>> Start Available data
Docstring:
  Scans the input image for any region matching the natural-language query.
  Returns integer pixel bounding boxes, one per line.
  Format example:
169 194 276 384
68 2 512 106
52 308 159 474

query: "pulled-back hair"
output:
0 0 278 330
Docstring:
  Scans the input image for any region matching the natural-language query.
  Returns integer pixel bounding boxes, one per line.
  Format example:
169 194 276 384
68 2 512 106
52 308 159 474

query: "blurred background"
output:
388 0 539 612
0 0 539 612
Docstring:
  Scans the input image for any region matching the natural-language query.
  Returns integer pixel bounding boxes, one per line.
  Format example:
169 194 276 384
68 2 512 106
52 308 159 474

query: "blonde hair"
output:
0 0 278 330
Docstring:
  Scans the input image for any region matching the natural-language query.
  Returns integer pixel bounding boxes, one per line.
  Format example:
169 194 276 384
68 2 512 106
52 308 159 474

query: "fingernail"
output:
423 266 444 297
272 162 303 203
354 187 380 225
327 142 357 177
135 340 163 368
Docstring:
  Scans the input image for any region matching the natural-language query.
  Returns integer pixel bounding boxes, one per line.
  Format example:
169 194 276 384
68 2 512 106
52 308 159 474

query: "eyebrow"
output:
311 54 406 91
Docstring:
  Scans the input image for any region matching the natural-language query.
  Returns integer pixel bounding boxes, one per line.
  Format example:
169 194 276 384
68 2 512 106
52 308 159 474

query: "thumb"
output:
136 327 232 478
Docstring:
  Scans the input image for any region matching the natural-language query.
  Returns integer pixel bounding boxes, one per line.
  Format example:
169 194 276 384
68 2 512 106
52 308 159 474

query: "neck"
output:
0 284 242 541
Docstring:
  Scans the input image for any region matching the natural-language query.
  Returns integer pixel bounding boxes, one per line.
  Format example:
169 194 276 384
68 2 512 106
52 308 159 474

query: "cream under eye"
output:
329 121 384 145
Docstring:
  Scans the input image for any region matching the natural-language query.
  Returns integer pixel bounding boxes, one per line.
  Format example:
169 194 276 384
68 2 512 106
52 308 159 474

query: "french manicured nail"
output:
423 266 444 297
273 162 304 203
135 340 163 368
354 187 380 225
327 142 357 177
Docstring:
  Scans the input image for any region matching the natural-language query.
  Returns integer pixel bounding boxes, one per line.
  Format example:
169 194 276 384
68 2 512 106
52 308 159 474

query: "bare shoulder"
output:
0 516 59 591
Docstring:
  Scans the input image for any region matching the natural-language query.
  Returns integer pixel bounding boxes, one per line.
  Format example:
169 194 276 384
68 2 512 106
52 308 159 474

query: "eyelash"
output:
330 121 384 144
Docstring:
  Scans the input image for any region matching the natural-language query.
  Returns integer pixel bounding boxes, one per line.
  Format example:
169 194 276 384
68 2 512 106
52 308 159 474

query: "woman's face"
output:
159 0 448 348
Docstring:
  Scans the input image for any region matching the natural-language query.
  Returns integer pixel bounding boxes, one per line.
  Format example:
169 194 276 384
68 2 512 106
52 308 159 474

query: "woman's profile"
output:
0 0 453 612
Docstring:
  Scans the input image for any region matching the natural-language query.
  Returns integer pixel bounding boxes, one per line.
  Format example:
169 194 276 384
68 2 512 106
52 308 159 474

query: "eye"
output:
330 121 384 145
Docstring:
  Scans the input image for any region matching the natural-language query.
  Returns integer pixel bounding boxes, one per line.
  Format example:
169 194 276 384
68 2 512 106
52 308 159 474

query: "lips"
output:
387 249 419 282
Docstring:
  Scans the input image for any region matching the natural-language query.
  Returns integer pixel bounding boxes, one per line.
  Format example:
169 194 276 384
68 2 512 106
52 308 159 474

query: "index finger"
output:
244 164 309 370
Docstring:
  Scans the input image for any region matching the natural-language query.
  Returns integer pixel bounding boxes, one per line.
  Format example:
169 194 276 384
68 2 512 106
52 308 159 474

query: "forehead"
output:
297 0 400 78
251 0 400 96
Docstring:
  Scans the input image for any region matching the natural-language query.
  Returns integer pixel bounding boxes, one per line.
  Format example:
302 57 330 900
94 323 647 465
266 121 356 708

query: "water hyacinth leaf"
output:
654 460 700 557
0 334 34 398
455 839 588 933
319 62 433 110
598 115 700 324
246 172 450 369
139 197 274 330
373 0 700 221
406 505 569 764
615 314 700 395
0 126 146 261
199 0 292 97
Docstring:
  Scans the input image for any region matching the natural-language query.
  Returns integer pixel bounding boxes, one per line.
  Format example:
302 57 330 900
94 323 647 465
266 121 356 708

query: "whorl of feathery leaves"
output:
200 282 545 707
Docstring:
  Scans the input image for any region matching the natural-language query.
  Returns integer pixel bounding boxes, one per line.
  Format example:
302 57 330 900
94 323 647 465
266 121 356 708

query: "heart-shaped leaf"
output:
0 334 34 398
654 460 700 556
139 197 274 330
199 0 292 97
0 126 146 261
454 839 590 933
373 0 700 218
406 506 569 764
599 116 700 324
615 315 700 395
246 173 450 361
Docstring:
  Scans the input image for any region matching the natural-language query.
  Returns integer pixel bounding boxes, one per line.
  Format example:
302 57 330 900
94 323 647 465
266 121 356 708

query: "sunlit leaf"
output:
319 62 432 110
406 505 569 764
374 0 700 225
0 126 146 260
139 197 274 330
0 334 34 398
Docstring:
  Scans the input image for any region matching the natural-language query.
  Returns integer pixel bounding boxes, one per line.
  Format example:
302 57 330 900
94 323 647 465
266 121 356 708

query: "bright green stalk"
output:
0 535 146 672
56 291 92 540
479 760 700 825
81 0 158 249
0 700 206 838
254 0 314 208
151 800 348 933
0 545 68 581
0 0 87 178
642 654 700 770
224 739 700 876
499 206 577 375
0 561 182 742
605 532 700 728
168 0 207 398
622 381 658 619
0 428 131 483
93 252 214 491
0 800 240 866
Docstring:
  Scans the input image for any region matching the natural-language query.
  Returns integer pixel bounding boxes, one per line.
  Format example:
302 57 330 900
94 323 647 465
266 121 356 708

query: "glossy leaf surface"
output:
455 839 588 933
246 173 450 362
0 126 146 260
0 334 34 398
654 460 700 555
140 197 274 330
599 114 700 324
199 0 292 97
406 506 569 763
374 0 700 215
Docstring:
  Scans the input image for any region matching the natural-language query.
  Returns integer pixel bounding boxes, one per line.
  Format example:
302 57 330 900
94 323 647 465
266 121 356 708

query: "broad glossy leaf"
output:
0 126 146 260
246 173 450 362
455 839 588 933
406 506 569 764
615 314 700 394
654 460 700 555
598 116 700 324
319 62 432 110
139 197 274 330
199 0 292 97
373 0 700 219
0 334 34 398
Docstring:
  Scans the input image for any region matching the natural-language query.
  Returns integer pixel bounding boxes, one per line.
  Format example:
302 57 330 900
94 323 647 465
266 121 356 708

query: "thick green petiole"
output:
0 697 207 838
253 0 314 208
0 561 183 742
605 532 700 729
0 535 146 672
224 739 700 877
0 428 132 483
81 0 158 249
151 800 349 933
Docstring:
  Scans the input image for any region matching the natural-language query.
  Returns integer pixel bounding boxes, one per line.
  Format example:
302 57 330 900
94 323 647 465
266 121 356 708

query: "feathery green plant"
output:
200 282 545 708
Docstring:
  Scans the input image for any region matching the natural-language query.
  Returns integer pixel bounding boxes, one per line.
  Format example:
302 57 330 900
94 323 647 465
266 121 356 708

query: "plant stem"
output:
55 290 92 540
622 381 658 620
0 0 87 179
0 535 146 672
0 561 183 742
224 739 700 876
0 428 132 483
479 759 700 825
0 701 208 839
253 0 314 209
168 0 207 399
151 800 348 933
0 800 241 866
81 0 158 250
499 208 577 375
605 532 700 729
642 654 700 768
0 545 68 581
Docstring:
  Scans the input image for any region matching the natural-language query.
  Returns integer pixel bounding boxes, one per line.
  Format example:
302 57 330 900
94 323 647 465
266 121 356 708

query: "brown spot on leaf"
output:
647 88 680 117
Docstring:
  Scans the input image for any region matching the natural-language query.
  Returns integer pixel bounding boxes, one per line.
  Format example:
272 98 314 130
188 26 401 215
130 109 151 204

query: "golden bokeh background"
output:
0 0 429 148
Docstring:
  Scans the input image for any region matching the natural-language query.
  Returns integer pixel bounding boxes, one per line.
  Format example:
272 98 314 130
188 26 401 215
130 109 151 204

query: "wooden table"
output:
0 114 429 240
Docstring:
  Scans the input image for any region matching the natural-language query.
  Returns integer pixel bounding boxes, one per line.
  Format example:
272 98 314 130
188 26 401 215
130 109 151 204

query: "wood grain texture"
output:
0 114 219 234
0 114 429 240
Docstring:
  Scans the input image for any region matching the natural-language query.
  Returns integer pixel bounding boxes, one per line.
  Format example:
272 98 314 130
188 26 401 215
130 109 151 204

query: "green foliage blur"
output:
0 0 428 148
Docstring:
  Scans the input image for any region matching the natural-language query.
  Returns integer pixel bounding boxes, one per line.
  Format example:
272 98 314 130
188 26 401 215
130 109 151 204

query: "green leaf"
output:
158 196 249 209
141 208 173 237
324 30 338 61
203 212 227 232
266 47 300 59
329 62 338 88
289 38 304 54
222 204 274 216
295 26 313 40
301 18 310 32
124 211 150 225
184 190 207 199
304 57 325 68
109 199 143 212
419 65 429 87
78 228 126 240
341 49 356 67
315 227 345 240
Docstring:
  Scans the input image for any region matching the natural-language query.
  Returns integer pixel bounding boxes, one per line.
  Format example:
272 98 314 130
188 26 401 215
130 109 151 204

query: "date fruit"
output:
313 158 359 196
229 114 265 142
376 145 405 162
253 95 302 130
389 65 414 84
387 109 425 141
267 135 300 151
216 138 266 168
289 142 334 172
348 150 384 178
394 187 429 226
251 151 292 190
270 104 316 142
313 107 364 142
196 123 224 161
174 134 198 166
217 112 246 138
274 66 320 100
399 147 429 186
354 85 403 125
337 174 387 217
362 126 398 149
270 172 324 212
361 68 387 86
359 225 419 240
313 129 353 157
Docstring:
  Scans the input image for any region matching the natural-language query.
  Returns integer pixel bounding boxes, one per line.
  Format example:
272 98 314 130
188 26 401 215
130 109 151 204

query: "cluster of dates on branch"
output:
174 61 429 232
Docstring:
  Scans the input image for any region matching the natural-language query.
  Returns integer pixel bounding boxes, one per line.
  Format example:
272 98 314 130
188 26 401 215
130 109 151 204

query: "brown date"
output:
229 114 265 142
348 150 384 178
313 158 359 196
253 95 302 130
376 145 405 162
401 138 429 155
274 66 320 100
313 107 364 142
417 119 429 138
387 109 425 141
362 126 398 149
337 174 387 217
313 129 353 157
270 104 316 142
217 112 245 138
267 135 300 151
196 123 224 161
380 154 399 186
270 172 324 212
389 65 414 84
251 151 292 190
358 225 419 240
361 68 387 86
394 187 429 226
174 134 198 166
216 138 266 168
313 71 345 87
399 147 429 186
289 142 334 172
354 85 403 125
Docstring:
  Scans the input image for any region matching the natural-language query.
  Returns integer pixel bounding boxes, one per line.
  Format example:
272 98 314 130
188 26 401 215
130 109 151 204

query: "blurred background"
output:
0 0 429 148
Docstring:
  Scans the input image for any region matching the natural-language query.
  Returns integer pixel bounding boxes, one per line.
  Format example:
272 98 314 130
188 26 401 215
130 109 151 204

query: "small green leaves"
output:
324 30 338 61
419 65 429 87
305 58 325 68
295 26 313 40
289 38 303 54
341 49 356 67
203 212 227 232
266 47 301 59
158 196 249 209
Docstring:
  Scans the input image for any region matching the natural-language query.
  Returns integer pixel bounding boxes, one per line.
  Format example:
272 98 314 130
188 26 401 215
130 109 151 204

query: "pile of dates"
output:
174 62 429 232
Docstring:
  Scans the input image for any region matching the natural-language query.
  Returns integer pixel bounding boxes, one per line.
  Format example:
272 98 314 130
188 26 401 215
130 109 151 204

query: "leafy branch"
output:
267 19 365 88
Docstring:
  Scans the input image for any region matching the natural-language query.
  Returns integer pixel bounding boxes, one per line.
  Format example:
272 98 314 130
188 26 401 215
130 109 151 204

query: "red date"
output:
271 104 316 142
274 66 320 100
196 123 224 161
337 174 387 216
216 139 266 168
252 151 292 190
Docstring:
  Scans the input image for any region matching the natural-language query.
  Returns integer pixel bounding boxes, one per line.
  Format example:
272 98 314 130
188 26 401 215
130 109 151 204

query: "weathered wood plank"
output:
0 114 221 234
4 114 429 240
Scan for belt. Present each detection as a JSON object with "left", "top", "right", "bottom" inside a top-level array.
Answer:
>> End Available data
Short task:
The required output is the exact sequence of lines from the one containing "Scan for belt." through the end of the listing, both endpoints included.

Final answer:
Scan for belt. Present each detection as a JSON object with "left", "top", "right", "bottom" inside a top-level array.
Answer:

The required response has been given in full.